_PROBLEM_:
Please pick out and copy every line in the material below that contains the word "people".

Coordinate labeling data

>> START

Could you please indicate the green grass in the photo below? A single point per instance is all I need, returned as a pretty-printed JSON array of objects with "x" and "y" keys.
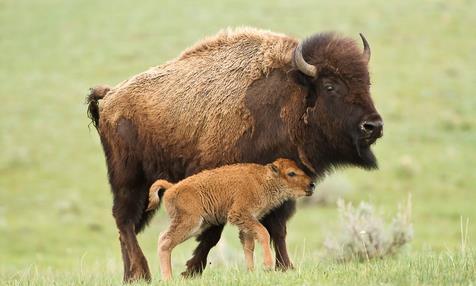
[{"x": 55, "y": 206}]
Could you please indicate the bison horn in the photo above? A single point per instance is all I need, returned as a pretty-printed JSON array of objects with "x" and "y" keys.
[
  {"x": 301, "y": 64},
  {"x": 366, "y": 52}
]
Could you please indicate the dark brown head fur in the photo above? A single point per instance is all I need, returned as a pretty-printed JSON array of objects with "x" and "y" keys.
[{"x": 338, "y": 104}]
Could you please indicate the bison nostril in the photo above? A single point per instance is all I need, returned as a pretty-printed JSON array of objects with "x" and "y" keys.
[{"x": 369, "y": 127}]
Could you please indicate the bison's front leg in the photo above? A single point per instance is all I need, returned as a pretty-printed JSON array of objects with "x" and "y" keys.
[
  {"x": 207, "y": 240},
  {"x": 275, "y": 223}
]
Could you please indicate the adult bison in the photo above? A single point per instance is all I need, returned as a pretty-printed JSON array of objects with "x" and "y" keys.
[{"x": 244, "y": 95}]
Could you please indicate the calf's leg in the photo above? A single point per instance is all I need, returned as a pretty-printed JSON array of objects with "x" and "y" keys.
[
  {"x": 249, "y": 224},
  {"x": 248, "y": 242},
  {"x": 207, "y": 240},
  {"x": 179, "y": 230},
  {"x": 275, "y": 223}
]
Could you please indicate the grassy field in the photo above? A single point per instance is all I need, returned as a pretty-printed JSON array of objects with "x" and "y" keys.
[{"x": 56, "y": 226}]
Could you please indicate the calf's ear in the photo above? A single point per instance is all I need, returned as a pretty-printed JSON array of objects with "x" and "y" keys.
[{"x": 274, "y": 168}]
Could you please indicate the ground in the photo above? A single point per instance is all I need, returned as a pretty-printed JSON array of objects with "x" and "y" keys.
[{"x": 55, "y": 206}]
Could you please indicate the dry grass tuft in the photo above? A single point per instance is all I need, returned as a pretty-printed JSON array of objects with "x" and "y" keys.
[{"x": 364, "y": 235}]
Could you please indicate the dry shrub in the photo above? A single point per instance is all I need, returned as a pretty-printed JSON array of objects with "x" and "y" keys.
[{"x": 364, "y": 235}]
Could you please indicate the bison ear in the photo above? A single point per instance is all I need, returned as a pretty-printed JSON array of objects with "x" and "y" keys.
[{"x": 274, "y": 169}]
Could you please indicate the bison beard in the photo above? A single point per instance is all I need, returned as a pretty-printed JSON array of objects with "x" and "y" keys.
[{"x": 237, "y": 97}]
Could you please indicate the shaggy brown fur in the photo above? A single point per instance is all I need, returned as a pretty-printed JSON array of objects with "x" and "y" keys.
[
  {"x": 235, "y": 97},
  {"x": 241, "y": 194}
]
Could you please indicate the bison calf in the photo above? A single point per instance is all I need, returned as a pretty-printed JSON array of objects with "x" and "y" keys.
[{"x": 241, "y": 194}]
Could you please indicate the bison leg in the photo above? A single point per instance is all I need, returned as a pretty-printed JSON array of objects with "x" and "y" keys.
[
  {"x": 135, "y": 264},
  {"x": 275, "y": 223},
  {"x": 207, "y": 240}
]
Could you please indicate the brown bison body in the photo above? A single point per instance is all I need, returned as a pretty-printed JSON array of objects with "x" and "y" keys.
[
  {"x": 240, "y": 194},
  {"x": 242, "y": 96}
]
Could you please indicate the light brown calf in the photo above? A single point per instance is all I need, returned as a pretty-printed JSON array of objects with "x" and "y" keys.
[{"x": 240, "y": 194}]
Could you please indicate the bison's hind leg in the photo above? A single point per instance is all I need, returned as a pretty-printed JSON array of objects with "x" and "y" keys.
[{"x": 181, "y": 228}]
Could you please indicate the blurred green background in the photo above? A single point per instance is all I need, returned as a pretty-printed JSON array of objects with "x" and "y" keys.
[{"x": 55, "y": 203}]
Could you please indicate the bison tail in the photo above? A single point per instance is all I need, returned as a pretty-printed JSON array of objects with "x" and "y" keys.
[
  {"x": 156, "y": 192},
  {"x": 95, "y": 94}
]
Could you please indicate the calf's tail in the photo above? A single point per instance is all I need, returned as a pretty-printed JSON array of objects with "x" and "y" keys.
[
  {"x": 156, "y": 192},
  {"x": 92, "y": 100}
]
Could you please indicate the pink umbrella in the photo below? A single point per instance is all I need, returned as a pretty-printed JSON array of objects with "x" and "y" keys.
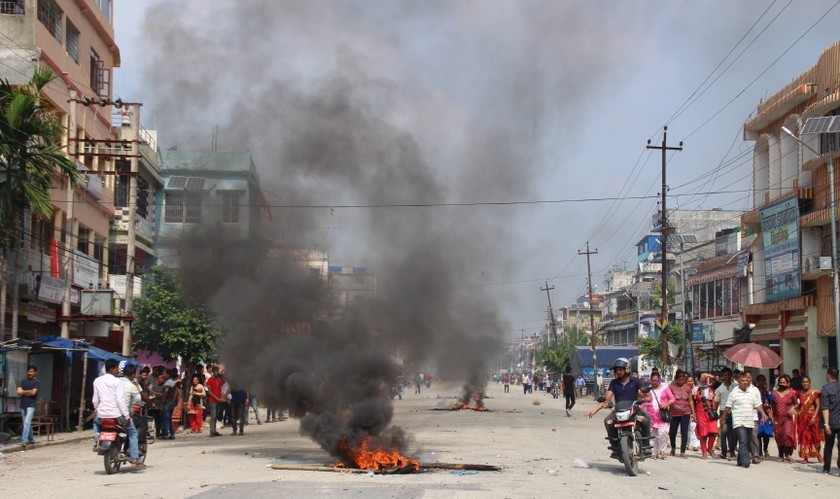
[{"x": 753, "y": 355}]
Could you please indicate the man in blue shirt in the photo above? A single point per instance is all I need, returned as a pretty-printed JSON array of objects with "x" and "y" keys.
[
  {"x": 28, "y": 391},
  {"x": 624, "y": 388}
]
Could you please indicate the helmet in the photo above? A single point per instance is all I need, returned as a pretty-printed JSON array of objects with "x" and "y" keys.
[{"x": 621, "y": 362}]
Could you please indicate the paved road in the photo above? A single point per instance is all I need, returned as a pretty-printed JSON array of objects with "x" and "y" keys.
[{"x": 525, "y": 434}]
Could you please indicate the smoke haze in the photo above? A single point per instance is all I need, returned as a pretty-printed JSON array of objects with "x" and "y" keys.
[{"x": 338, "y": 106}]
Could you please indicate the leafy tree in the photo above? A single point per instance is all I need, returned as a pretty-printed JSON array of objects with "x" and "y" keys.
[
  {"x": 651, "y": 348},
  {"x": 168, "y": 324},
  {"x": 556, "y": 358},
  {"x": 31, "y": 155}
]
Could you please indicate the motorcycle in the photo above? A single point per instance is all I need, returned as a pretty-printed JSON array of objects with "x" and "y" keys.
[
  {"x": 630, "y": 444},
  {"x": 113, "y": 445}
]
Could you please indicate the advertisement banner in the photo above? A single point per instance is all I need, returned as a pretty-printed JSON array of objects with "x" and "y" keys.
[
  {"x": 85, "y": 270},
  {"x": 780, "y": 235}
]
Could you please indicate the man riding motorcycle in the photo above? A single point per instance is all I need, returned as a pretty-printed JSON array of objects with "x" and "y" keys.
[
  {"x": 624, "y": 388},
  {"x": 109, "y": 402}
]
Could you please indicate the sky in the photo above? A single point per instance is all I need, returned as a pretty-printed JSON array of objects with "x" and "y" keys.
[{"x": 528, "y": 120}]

>> END
>> START

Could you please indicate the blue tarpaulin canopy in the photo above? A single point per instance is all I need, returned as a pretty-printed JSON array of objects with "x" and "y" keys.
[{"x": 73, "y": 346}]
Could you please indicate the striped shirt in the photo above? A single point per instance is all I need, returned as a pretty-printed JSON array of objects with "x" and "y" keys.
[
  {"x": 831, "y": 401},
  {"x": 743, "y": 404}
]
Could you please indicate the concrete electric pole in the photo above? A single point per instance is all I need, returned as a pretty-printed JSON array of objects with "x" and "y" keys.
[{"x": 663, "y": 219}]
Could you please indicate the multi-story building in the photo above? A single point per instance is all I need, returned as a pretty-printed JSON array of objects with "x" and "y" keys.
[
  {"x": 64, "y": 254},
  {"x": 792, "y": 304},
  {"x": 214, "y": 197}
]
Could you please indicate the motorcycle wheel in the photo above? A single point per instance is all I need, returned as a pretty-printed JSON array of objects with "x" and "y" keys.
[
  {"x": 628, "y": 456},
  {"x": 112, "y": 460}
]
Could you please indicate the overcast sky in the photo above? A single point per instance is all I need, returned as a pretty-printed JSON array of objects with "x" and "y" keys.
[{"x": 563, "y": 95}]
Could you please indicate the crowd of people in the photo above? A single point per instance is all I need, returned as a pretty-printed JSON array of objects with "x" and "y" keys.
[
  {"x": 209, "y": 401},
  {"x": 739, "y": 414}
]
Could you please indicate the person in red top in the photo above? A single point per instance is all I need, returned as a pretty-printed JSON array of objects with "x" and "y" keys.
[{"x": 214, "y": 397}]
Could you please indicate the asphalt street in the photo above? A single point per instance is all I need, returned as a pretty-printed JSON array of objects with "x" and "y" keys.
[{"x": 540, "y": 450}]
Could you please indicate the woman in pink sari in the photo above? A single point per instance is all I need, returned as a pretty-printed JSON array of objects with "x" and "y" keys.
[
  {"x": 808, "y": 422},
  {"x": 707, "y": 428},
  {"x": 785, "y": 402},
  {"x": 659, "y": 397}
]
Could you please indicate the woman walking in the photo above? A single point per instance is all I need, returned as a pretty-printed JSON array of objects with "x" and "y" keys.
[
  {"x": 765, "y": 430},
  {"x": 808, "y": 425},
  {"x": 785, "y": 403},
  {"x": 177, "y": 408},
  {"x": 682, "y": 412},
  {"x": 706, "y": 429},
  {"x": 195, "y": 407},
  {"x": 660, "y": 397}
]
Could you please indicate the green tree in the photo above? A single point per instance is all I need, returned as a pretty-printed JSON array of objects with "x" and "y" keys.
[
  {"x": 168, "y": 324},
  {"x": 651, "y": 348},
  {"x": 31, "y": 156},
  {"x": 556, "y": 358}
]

>> END
>> START

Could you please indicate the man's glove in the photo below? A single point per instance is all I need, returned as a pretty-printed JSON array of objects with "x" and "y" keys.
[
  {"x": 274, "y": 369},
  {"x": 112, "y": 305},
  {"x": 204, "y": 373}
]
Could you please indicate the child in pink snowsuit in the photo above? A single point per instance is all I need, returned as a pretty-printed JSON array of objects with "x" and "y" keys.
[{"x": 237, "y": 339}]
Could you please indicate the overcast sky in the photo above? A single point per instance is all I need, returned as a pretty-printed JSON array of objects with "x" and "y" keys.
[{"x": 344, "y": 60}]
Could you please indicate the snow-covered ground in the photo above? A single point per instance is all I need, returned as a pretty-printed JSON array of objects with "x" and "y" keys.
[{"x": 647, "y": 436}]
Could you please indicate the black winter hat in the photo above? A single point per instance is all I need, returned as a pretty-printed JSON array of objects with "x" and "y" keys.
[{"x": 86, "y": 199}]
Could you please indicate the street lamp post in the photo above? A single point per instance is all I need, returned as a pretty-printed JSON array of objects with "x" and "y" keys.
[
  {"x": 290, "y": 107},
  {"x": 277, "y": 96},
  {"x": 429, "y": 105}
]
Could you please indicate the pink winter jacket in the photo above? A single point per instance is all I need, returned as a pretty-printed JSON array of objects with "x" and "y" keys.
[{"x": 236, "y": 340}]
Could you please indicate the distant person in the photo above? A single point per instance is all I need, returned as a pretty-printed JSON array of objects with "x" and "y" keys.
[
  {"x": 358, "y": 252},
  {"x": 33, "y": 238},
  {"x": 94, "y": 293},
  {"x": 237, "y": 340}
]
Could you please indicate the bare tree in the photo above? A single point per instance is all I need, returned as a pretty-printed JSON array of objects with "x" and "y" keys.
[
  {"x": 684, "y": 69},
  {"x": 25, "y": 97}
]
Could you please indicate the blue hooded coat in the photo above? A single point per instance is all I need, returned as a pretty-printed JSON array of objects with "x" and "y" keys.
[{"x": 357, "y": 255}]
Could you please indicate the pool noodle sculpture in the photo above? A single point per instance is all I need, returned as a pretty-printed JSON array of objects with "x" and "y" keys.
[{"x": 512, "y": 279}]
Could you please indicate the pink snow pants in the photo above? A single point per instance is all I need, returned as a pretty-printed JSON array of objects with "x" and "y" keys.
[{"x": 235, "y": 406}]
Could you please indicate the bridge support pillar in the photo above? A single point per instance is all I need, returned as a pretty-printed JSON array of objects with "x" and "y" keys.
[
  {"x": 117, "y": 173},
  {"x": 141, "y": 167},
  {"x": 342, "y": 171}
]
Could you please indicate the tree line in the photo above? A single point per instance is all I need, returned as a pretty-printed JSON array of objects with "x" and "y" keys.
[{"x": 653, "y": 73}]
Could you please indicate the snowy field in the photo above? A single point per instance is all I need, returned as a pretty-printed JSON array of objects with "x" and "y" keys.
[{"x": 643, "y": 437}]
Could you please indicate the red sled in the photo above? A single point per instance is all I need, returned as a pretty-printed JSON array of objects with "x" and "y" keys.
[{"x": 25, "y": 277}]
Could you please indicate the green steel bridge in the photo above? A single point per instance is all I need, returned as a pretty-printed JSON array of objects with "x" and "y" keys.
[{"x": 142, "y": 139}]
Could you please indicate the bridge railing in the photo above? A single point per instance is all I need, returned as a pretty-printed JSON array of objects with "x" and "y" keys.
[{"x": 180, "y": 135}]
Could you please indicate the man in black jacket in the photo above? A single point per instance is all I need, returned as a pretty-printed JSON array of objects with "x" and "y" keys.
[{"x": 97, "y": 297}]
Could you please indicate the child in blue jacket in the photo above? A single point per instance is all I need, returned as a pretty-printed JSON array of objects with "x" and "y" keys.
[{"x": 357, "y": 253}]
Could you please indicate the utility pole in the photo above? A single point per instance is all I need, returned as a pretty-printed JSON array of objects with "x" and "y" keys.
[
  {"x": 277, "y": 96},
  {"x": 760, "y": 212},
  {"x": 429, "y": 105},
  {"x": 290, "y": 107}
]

>> END

_RESULT_:
Could you please indicate the crowd of people in the photo above? A single point per instance is all I need, returned as a pretty-printed JSON array of objects with "x" and "y" keys.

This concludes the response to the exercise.